== Document ==
----
Fine-tuning Considerations:
* Current attention - spatial+channel - need to ensure that it doesn't overly focus on small details and ignore broader features.
* create_conv order parameter - can change the relu type and add normalization. num_groups can be changed too if used. Also, batchnorm seems to be possible either before or after conv (adding b to string).
* Activation Order: create_conv can include batch normalization, group normalization and so on - depending on the task, the optimal order of operations might differ.
* Regularization - dropouts, weight decay..
* Final activation - currently input is normalized [0,1] Probably want sigmoid on the output.
* Input size and depth of U-Net.
* Fine-tune augmentation.
* Early Stopping? Im saving weights every 5 epochs anyway..
* Lower learning rate? or learning rate annealing?

Comments:
* torchsummary is installed via pip with the current github version, not the pip install default version as summary_string is available.

In [1]:
import os
import torch
import matplotlib.pyplot as plt
import torchvision
import logging

import sys
import tifffile as tif

import numpy as np
np.set_printoptions(formatter={'float': '{: 0.2f}'.format})

In [2]:
logger = logging.getLogger()
logger.setLevel(logging.INFO)
#logging.info("Starting")

In [3]:
device = torch.device('cuda' if torch.cuda.is_available() else 'cpu')

  return torch._C._cuda_getDeviceCount() > 0


## Set default values for arguments:
arguments are set when the notebook is called.

In [32]:
arg_input_dir = '32x64x64'
arg_batch_size = 4 # looks like 4 might be the maximum. WHY??
arg_n_epochs = 70

In [5]:
output_dir = f'{arg_input_dir}_batchSize{arg_batch_size}'
output_path = os.path.join('results',output_dir)
#os.makedirs(output_path)

In [6]:
is_plot = False
if not is_plot:
    import matplotlib
    matplotlib.use('Agg')

## Define Data Loader

In [7]:
from glob import glob
import torchio as tio
from torchio import RandomBlur, RandomElasticDeformation, RandomFlip, RescaleIntensity
from torch.utils.data import DataLoader

  from .autonotebook import tqdm as notebook_tqdm


In [8]:
image_paths = glob(os.path.join('data', 'training_set_20230816', arg_input_dir, '*.tif'))

logging.info(f'Number of training images: {len(image_paths)}')

INFO:root:Number of training images: 684


In [9]:
## going with pretty conservative transform values for now:
transforms = tio.Compose([
    RescaleIntensity(out_min_max=(0, 1)),
    RandomElasticDeformation(num_control_points=7, max_displacement=3),
    RandomFlip(axes=(0, 1, 2)),
    RandomBlur(std=(0.5)) ## (0.5, 1.0))
])

In [10]:
subjects = []
for image_path in image_paths:
    subject = tio.Subject(
        image=tio.ScalarImage(image_path),
    )
    subjects.append(subject)

dataset = tio.SubjectsDataset(subjects, transform=transforms)
----
== Objectives ==
[1] How many training epochs does the notebook set as the default?
[2] Reproduce the part of the notebook starting with "## Set default" and going on through "#os.makedirs(output_path)".

== Excerpts of pointing data ==
----
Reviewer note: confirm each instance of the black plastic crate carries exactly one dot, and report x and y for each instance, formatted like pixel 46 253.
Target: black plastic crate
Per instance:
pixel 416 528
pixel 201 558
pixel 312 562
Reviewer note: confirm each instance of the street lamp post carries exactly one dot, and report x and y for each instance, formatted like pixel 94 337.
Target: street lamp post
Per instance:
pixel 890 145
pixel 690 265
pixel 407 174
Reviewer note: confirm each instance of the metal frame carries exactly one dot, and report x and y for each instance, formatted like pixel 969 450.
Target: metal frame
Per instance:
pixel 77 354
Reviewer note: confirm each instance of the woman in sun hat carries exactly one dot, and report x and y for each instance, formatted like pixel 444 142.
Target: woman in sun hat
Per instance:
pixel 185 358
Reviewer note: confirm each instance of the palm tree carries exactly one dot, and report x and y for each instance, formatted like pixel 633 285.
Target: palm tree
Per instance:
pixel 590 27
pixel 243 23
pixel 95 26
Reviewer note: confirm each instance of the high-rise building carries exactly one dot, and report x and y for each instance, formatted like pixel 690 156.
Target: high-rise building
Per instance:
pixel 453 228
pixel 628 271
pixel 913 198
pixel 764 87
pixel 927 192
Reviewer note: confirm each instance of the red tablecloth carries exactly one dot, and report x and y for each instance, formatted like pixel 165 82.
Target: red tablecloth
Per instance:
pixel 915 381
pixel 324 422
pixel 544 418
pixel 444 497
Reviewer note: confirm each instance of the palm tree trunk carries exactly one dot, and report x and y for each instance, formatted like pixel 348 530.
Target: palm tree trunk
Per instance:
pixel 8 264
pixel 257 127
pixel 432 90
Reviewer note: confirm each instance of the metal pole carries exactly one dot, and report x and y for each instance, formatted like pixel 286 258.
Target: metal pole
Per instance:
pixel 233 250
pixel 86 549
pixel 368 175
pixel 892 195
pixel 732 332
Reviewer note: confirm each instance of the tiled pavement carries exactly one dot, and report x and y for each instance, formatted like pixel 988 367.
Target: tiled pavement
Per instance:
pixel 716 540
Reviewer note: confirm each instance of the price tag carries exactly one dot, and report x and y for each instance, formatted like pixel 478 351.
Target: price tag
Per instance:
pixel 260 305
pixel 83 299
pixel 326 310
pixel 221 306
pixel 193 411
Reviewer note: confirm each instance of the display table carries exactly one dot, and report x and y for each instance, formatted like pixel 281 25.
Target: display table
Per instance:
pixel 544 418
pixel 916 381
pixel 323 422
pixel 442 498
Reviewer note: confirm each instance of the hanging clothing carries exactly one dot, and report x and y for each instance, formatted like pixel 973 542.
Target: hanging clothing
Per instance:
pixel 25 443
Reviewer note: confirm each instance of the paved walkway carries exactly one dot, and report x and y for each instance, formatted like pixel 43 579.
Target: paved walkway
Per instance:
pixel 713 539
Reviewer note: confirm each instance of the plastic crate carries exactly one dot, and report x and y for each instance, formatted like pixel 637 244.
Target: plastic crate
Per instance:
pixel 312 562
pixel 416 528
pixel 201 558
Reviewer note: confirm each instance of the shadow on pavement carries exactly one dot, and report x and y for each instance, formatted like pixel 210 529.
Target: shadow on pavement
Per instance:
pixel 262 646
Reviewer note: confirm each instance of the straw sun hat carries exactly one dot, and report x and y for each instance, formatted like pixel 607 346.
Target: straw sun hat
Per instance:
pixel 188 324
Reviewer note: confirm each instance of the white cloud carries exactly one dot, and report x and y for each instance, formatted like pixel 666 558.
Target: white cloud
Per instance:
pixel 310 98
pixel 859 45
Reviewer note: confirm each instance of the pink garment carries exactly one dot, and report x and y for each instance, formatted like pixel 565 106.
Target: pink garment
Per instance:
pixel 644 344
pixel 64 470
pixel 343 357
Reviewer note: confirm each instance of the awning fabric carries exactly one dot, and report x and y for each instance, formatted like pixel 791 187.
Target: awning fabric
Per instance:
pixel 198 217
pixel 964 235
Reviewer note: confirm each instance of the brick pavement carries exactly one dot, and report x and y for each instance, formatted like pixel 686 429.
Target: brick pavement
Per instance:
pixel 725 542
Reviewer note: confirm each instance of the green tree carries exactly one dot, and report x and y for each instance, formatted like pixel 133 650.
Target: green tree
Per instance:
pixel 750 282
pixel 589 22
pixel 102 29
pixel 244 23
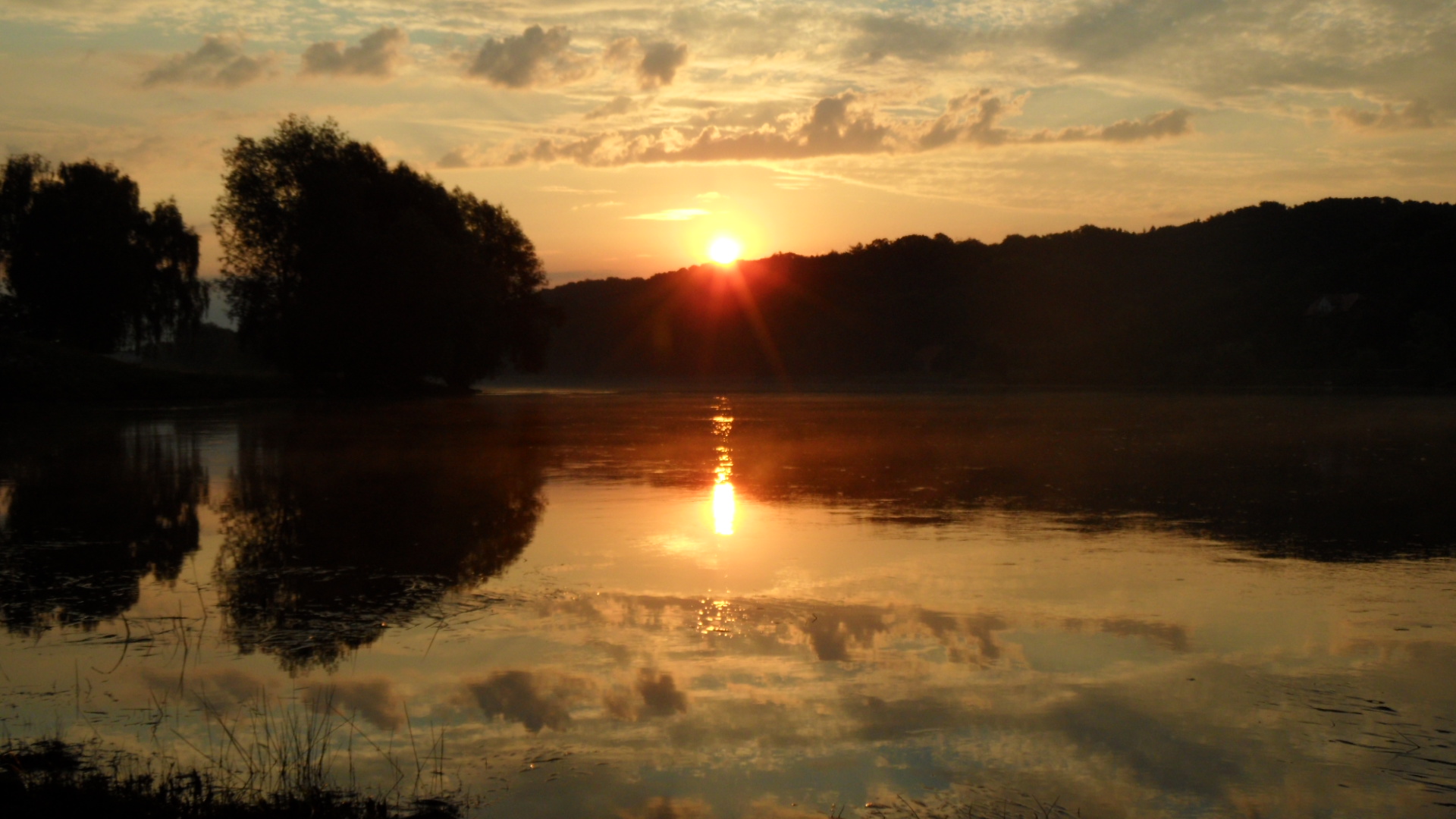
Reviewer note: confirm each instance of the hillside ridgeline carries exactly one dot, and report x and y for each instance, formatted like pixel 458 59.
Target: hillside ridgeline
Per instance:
pixel 1346 292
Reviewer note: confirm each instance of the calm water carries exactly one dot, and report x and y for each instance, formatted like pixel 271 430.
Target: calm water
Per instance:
pixel 693 605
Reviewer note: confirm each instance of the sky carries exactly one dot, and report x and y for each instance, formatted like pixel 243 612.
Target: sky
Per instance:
pixel 626 136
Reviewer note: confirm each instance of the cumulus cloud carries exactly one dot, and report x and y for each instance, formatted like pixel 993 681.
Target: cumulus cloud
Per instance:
pixel 651 695
pixel 218 61
pixel 370 698
pixel 376 55
pixel 843 124
pixel 533 700
pixel 897 36
pixel 654 63
pixel 613 108
pixel 1163 124
pixel 536 57
pixel 1416 114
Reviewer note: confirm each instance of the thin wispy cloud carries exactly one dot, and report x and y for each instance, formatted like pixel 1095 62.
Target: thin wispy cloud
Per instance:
pixel 218 61
pixel 676 215
pixel 837 126
pixel 376 55
pixel 536 57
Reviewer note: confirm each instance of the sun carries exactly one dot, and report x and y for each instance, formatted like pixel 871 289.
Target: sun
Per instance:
pixel 724 249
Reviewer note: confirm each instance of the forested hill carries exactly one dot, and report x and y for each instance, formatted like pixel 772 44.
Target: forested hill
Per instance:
pixel 1337 290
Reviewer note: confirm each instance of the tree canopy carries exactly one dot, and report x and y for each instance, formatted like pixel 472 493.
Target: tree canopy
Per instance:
pixel 341 267
pixel 88 265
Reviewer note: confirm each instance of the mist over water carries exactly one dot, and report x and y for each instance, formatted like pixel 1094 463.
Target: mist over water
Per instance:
pixel 756 605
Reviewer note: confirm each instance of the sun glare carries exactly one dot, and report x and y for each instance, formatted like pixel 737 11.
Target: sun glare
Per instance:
pixel 724 249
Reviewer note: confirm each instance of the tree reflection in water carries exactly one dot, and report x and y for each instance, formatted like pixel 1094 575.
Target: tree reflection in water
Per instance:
pixel 88 509
pixel 343 522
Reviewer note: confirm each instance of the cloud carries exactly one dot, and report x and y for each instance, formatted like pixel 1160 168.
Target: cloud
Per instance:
pixel 218 61
pixel 653 695
pixel 1158 126
pixel 660 63
pixel 372 698
pixel 669 808
pixel 676 215
pixel 1416 114
pixel 376 55
pixel 897 36
pixel 615 108
pixel 457 158
pixel 878 719
pixel 654 63
pixel 845 124
pixel 538 57
pixel 532 700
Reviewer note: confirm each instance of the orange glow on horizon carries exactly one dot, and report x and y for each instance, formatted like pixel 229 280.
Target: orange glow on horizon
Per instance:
pixel 726 249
----
== Expected results ==
[1] 70

[2]
## Set default values for arguments:
arguments are set when the notebook is called.

In [32]:
arg_input_dir = '32x64x64'
arg_batch_size = 4 # looks like 4 might be the maximum. WHY??
arg_n_epochs = 70

In [5]:
output_dir = f'{arg_input_dir}_batchSize{arg_batch_size}'
output_path = os.path.join('results',output_dir)
#os.makedirs(output_path)